Passage:
In the book of Job, the protagonist experiences a number of grievous losses - his wealth, his children, his very health. His wife finally tells Job, "Curse God and die," but Job replies, "Should we accept only good and not evil?" (Job 2:10) His three friends come to comfort him. But they sit in silence next to him for seven days, waiting for Job to speak first. From this we learn that Jewish tradition that when visiting a shiva home (house of mourning), visitors are supposed to remain silent until the mourners speak first.
Job calls on God to appear before him and justify God’s actions. At the end of the book God appears before Job and engages in a long soliloquy. "Who is this who darkens counsel, speaking without knowledge? ... Where were you when I laid the earth's foundations? Speak if you have understanding." (Job 38:2,4) Job listens to God's elaborate words, and in the end says, "Indeed I spoke without understanding, Of things beyond me, which I did not know... Therefore, I recant and relent, being but dust and ashes." (Job 42:3,6) Job finally speaks—and regrets it. In truth, silence would have been the appropriate response.
We have seen tragedy in the world many times recently—terrorist killings in Paris, murder in a restaurant in La Encantada here in Tucson, horrifying war in Iraq and Afghanistan and especially Syria. As Jews, we are always looking for words to explain or soften the tragedy. We are, after all, a talkative people, one that seemingly doesn’t know how to be silent. Two Jews, three opinions, and many, many words. Our lives are filled with words—verbal, written, electronic; TV, radio, email, text, Facebook, Twitter. Words everywhere and always. Even sermons.

[Stored data entries]
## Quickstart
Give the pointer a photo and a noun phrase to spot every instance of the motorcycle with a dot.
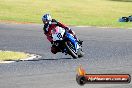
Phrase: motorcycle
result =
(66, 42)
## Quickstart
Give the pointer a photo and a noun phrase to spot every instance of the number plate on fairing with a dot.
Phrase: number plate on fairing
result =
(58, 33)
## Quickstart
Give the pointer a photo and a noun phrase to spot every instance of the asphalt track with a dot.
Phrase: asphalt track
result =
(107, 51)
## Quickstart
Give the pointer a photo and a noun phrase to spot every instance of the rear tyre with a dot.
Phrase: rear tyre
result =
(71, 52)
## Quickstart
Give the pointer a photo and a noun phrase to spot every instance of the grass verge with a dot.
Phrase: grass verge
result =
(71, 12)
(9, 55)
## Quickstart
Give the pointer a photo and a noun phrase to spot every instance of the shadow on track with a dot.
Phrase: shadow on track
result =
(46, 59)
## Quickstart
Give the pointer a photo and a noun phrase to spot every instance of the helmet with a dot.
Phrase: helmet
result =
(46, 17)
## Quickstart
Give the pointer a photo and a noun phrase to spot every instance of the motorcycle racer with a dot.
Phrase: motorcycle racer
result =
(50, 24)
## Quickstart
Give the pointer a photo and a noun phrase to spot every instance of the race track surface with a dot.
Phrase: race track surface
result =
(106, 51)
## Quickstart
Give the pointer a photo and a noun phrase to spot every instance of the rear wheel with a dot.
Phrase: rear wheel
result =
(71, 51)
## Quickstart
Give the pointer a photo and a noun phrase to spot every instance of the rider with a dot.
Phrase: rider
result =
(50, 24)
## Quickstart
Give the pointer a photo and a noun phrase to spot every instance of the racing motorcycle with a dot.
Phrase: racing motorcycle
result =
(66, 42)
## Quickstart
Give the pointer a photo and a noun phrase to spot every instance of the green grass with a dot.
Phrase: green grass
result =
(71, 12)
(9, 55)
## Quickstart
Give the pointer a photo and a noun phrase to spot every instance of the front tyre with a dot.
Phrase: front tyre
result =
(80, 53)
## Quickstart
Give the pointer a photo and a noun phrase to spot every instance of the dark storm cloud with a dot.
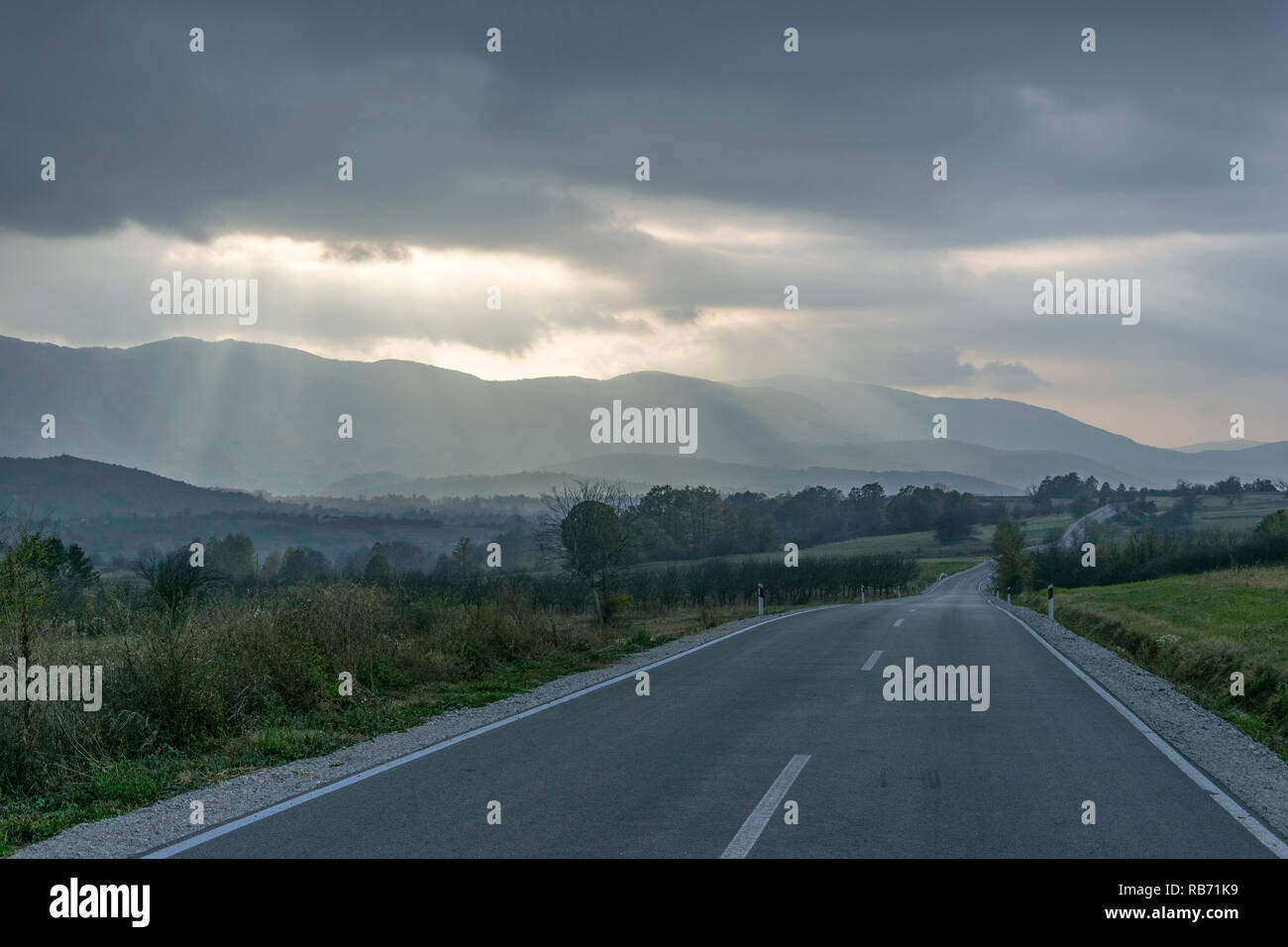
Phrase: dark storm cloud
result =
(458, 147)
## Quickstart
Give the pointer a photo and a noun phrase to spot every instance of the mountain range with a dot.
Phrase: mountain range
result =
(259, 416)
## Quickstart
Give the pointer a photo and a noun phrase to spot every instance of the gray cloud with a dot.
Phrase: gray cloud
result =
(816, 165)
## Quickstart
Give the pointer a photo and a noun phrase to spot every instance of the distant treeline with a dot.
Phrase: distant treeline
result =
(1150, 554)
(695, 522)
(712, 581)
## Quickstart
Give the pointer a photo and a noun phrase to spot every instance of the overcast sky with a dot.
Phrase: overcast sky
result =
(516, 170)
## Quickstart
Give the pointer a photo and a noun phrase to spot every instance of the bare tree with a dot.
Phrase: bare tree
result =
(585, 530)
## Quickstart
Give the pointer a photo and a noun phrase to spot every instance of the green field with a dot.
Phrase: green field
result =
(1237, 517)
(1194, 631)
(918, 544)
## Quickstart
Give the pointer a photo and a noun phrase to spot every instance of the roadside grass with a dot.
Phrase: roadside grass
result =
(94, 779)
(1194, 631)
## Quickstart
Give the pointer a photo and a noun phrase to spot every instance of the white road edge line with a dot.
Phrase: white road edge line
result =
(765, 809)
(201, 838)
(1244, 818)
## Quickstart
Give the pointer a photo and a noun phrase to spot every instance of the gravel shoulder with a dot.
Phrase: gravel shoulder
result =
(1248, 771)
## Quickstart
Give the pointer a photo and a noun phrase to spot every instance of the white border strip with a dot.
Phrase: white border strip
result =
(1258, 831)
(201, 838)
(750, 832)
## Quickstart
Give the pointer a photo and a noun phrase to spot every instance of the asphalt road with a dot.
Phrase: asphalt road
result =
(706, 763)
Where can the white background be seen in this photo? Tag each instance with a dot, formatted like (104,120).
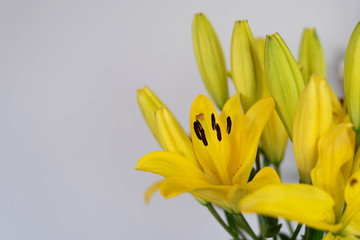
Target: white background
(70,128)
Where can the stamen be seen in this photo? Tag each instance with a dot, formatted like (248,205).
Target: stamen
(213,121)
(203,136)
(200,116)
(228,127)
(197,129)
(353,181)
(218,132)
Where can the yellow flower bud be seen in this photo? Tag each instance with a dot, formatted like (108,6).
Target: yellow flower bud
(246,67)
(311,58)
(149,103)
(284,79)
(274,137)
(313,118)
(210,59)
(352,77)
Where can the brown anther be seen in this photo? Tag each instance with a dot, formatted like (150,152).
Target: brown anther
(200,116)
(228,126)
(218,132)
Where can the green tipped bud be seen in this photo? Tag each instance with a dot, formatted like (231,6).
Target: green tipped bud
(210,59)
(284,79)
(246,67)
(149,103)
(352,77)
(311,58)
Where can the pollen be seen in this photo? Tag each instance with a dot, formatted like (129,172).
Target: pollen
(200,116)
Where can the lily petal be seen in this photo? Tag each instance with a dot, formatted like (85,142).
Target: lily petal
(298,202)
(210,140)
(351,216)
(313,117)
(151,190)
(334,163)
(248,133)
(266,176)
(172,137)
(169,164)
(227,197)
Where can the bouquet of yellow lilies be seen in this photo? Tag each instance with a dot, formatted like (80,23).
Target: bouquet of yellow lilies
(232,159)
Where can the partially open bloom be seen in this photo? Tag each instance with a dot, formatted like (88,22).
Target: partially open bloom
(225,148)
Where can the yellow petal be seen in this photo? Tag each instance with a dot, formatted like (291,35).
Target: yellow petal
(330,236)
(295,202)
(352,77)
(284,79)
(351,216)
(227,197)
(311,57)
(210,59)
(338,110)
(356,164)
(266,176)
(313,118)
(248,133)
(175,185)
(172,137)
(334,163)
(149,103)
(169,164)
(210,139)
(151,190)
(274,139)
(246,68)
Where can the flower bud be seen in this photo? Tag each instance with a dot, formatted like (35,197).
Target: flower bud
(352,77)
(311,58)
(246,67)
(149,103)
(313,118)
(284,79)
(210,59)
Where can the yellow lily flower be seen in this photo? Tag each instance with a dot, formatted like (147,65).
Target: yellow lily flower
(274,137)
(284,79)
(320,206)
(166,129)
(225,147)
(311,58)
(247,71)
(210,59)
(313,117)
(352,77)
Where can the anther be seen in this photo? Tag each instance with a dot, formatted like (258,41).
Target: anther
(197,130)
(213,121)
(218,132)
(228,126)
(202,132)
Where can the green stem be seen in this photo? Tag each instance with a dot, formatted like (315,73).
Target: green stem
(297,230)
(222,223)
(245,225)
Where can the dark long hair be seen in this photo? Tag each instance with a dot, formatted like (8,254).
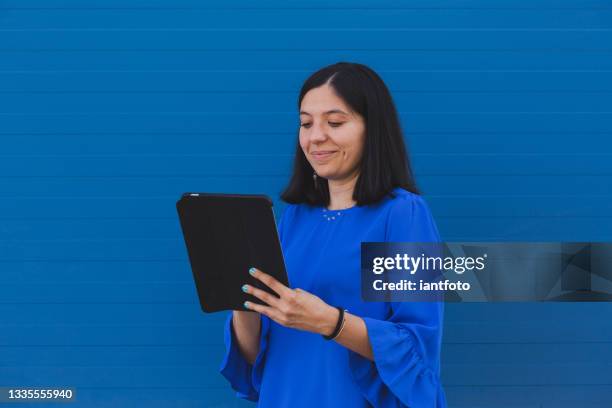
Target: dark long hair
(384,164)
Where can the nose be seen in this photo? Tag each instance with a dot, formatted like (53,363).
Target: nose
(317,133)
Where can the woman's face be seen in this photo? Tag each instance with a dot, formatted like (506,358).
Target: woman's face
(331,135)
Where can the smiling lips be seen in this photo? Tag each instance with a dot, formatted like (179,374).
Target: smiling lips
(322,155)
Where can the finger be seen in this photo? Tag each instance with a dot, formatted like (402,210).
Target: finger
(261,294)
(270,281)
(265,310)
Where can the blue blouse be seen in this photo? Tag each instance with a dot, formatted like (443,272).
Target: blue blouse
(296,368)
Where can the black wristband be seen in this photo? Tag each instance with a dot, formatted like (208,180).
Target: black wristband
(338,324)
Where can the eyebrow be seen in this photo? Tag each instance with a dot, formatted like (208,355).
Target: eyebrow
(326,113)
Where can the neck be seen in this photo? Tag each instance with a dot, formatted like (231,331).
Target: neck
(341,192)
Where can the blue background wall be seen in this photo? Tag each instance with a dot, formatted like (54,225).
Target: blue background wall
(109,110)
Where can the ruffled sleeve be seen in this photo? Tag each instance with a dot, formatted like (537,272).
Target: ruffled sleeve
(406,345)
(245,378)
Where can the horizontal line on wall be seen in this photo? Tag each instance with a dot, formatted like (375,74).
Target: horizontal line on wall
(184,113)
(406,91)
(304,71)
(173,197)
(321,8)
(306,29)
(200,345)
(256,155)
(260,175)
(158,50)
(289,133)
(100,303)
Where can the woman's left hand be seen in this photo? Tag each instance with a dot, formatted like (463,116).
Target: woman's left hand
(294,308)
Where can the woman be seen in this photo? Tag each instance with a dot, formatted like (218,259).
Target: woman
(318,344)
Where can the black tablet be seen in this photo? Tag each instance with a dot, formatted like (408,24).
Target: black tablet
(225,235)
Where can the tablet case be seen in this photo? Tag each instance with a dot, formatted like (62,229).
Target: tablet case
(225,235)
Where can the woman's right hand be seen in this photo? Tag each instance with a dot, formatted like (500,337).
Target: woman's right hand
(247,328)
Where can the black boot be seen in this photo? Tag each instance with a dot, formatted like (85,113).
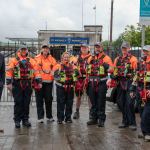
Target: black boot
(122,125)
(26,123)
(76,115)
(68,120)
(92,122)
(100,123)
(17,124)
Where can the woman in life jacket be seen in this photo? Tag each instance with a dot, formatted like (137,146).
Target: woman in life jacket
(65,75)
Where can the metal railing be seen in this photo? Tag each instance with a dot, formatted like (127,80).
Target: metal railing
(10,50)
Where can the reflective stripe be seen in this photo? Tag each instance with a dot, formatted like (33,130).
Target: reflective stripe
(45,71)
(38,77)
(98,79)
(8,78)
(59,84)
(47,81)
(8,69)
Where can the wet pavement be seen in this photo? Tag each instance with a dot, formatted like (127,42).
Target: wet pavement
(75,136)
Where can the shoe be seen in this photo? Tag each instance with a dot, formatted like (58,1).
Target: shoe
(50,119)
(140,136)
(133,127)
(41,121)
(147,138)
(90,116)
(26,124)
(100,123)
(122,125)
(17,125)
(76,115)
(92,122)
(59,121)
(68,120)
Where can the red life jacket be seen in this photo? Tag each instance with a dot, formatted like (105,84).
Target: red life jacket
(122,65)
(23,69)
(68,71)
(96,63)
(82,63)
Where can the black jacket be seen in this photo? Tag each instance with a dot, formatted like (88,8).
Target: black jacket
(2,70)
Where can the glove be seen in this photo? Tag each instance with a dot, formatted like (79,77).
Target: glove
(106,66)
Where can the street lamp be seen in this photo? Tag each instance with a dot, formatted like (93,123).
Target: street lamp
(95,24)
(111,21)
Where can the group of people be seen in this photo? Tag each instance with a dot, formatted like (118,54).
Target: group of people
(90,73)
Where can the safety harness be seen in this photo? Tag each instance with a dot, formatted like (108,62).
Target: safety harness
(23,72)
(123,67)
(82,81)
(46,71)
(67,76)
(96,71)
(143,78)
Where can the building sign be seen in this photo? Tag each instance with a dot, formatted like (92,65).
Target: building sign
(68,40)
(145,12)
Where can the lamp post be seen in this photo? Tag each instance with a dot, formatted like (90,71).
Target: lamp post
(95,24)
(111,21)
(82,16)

Task instructions:
1 – Answer these from the passage on Job:
(a) How long do Job's three friends sit in silence beside him?
(b) What does Job's wife tell him to do?
(c) In which city is La Encantada, the site of the restaurant murder mentioned?
2 – Transcribe the part of the passage on Job that opens with the words containing "We have seen" and closes with "always. Even sermons.".
The lines are separate material, unconnected to the passage on Job.

Responses by item number:
1 –
(a) Seven days.
(b) "Curse God and die."
(c) Tucson.

2 –
We have seen tragedy in the world many times recently—terrorist killings in Paris, murder in a restaurant in La Encantada here in Tucson, horrifying war in Iraq and Afghanistan and especially Syria. As Jews, we are always looking for words to explain or soften the tragedy. We are, after all, a talkative people, one that seemingly doesn’t know how to be silent. Two Jews, three opinions, and many, many words. Our lives are filled with words—verbal, written, electronic; TV, radio, email, text, Facebook, Twitter. Words everywhere and always. Even sermons.